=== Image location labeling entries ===
** START **

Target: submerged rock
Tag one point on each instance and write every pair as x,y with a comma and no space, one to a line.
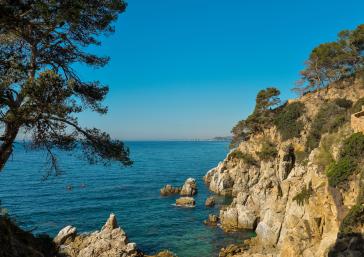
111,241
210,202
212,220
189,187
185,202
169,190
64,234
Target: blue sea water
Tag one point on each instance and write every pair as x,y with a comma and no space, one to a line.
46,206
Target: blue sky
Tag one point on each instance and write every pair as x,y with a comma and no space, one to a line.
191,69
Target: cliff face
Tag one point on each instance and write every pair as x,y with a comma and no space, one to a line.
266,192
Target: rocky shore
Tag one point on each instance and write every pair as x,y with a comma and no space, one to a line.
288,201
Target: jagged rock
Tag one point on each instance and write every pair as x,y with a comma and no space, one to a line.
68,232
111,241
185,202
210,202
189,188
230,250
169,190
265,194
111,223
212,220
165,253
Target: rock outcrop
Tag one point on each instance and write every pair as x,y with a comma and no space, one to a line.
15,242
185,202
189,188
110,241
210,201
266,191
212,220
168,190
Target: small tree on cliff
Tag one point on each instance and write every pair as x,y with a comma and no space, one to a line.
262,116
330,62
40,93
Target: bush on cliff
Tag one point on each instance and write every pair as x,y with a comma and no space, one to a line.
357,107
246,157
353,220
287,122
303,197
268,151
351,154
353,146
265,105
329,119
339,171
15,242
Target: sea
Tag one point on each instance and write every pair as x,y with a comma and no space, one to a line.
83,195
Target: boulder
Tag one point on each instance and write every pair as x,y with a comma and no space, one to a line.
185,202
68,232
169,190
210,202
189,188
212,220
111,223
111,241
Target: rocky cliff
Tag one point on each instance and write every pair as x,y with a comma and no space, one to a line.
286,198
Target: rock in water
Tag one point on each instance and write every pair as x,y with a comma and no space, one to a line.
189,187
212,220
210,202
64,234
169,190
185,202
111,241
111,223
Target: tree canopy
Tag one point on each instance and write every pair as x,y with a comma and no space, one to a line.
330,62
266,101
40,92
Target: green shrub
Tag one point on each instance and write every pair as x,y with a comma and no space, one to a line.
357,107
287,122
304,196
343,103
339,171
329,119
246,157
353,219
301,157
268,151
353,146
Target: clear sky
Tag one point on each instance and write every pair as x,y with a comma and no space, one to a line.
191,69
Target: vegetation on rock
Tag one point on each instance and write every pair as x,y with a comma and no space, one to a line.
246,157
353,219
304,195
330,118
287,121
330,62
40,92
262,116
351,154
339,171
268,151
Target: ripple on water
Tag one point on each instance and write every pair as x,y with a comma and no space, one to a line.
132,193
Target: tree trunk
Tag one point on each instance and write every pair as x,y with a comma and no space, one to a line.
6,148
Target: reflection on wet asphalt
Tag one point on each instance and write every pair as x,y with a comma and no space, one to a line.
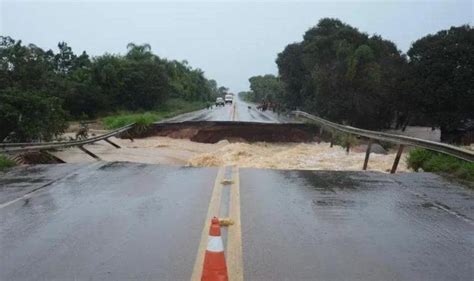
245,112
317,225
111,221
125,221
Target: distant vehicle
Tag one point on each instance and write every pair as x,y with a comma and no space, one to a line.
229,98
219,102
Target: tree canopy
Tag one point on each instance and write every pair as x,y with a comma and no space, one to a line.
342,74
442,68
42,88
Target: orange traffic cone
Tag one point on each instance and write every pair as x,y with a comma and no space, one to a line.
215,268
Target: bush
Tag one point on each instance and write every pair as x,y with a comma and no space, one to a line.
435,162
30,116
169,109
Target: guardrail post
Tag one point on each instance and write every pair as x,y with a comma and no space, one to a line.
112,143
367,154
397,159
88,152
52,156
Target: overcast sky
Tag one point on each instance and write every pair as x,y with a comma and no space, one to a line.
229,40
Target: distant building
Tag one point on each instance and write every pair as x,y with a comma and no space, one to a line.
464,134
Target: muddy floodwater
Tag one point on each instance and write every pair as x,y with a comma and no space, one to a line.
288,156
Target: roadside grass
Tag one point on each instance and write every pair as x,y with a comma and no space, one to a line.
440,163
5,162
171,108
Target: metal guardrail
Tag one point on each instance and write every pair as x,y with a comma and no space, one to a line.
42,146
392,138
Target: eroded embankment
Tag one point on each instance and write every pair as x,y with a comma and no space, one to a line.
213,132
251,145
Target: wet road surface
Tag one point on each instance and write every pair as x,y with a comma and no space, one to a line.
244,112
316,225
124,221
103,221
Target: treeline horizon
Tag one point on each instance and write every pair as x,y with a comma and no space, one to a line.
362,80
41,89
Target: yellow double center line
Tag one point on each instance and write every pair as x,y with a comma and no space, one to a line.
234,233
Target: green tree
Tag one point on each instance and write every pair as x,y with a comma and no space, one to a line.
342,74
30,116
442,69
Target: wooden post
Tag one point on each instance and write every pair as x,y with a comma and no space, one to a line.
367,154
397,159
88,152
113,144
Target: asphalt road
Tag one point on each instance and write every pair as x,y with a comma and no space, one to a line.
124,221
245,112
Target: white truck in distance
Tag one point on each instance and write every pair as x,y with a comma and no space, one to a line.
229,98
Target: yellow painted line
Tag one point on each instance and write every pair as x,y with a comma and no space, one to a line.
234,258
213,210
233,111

** END **

=== Work required ===
Rewrite the stretch of the material from the line containing "Target: muddy floodwater" through the end of the material, keeping every line, requests included. Reduce each x and y coordinate in the answers by 49.

=== Task response ===
Target: muddy floodwater
Tag one point on each instance and write every pair as x,y with a comma and no space, one to a line.
239,107
Target: roadside grass
Tag one point on each instance and write every pair as x,y with a comma and no space, one to a line.
391,114
-44,113
122,59
Target: metal guardrail
Tag one point on each instance and write every pair as x,y with a comma and no space, one to a line.
-7,97
343,89
Target: eroded embankment
Tag one point on each instance and write every pair as x,y with a comma and no space, one to a line.
164,83
202,96
Target: wet road surface
Tag one point on each instance and write every pair as x,y with a comma and no space, one to a line.
195,63
267,176
75,172
54,172
Target: treeline horizon
Tag one point on each instance and write every pair as x,y with a comma and no space, one to a line.
313,31
-8,40
Target: yellow double center line
Tag one point on each instance and write every pair as x,y with a comma and no space, one to a line.
185,184
Target: green tree
Tag one point on each instance and write every pair as x,y with a comma and no space, one to a line.
293,25
-19,67
393,20
Target: wooden post
Tag one point on each instance and write every pair as x,y with a comma and no space, one to a line.
318,105
348,110
39,103
64,95
Target: asphalt road
Tag one point on each instance and write every pair as x,y with a comma and no space, one to a line.
75,172
196,63
Target: white truck in distance
Tag one point on each instance and write every pair as x,y with a comma and no space, one to a line.
180,49
Target: yellow painted line
Tag one point on each instance and write every pair as x,y with a comma and no space, one to a line.
185,209
164,161
184,62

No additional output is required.